Stated exercise A :: Identify each line of the records below that contains the word "dark", and copy those lines.

# Kids these days! Maybe they actually read . . .



## InstituteMan (Sep 13, 2014)

Okay, not necessarily kids, but Millennials are still much younger than me, so, ya know . . .

The point is, kids or not, they are apparently reading. This seems like a very good thing, but also a thing that should be considered in making publishing decisions. I figure that I have to write for myself, but publishing is all about who is (hopefully) going to be reading what I write. Knowing who is actually reading is important data to have.

Me, I don't claim to have any ideas about what anyone should do with this data point, but I figured it was a useful data point for folks to have.


----------



## BryanJ62 (Sep 28, 2014)

*Nothing wrong with knowing your audience. I have two girls, ages 12 & 10. I swear they started reading in the womb. They are drawn to books and love to write stories. I think more kids than we realize are reading. *


----------



## Schrody (Sep 28, 2014)

Apparently, I'm a "Millenial" (anybody born 1980-2000), or belong to the "Generation Y", and always loved to read  I always loved to write, and here I am now


----------



## Blade (Sep 29, 2014)

Interesting article, thanks for posting.

Th critical point, I think, is this.



> Perhaps the report’s most remarkable finding, however, is that 62 percent of Americans under 30 believe that there’s a lot of important information that exists outside of the Internet, while only 53 percent of older Americans believe the same.



Not a big difference really but an indication that younger people are up to speed. In an increasingly complex world I think it is easy for some older people to rest on supposed general opinion rather than do their home work.:blue:


----------

Stated exercise B :: Copy everything in the forum thread above from "## Blade (Sep" down to "believe the same.".

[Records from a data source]
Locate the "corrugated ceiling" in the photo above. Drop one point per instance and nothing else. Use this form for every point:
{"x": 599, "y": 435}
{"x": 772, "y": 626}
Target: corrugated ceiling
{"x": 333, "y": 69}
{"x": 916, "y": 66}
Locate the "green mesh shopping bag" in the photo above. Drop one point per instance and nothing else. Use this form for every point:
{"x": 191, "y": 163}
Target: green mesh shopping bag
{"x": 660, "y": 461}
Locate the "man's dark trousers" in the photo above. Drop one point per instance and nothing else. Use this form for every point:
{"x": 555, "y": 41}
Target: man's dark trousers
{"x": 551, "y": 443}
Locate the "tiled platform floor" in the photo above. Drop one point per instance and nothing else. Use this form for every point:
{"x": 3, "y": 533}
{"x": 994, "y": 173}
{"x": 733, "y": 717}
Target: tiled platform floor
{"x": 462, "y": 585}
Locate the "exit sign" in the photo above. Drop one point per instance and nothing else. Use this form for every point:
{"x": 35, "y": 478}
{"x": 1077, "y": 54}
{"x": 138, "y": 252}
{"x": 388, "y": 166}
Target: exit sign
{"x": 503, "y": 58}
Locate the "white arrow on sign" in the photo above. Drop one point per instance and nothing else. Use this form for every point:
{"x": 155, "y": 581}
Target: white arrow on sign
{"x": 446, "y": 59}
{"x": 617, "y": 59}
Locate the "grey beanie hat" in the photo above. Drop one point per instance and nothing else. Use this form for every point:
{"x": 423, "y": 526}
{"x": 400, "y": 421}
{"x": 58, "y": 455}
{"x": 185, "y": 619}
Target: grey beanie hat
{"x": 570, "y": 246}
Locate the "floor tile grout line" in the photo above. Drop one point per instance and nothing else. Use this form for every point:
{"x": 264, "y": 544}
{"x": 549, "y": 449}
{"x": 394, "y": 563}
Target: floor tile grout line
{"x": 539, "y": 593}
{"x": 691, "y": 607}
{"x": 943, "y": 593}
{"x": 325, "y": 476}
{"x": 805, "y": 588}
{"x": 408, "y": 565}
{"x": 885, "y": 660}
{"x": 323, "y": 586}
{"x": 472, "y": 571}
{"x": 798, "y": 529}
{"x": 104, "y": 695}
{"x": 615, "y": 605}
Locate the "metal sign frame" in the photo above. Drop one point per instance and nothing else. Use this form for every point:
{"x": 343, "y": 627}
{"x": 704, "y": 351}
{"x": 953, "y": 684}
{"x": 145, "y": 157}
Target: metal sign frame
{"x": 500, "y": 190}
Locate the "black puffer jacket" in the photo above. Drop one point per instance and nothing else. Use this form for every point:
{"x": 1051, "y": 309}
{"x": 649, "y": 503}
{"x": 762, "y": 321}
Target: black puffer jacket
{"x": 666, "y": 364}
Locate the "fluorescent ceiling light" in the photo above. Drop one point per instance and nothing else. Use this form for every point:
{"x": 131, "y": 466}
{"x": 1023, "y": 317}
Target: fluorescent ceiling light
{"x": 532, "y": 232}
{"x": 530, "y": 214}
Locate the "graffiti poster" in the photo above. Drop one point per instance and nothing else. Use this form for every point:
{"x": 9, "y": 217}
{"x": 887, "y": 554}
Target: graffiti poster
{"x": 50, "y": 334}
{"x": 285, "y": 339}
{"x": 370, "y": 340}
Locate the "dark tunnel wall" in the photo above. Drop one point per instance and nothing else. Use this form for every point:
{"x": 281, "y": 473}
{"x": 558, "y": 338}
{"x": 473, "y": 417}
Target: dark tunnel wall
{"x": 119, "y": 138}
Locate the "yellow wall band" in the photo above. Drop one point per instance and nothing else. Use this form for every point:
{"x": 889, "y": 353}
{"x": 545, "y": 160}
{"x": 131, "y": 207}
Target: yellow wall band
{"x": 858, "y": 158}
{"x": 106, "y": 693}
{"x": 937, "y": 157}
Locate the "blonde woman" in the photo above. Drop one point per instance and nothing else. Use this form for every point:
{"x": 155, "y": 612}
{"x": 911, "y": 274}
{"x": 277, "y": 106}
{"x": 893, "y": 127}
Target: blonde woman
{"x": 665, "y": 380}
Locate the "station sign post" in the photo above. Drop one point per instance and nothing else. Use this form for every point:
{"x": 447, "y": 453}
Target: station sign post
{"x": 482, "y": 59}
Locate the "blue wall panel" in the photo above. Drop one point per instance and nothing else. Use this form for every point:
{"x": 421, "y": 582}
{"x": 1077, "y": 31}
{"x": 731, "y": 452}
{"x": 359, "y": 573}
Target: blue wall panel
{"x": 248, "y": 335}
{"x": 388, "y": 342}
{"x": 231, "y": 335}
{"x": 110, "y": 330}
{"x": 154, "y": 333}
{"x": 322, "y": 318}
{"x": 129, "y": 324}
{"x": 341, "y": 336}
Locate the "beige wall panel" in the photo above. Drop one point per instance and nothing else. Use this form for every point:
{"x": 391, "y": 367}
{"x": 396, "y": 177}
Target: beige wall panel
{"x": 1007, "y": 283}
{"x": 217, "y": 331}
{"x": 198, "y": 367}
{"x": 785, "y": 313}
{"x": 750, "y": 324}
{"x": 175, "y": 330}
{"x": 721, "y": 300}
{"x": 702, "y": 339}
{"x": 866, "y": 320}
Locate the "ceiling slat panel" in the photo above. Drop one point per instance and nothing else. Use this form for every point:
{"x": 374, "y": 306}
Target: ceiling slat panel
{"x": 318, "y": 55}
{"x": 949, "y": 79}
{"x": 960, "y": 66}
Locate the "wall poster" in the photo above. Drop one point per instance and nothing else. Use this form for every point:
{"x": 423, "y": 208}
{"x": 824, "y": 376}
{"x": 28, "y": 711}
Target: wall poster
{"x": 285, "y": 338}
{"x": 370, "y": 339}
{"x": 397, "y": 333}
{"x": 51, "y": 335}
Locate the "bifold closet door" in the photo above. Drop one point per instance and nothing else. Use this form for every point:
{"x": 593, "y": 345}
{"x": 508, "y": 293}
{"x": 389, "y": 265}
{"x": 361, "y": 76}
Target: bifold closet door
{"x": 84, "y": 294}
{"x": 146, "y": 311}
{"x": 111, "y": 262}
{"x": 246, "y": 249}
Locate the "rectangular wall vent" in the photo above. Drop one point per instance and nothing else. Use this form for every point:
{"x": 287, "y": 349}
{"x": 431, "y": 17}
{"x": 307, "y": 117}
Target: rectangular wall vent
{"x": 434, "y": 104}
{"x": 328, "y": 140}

Task result A ::
Locate the "man's dark trousers" in the photo above. Drop one point per instance and nothing else. Use this form for every point:
Target: man's dark trousers
Locate the "dark tunnel wall" in the photo above. Drop one point per instance and nothing else. Use this form for every point:
Target: dark tunnel wall

Task result B ::
## Blade (Sep 29, 2014)

Interesting article, thanks for posting.

Th critical point, I think, is this.



> Perhaps the report’s most remarkable finding, however, is that 62 percent of Americans under 30 believe that there’s a lot of important information that exists outside of the Internet, while only 53 percent of older Americans believe the same.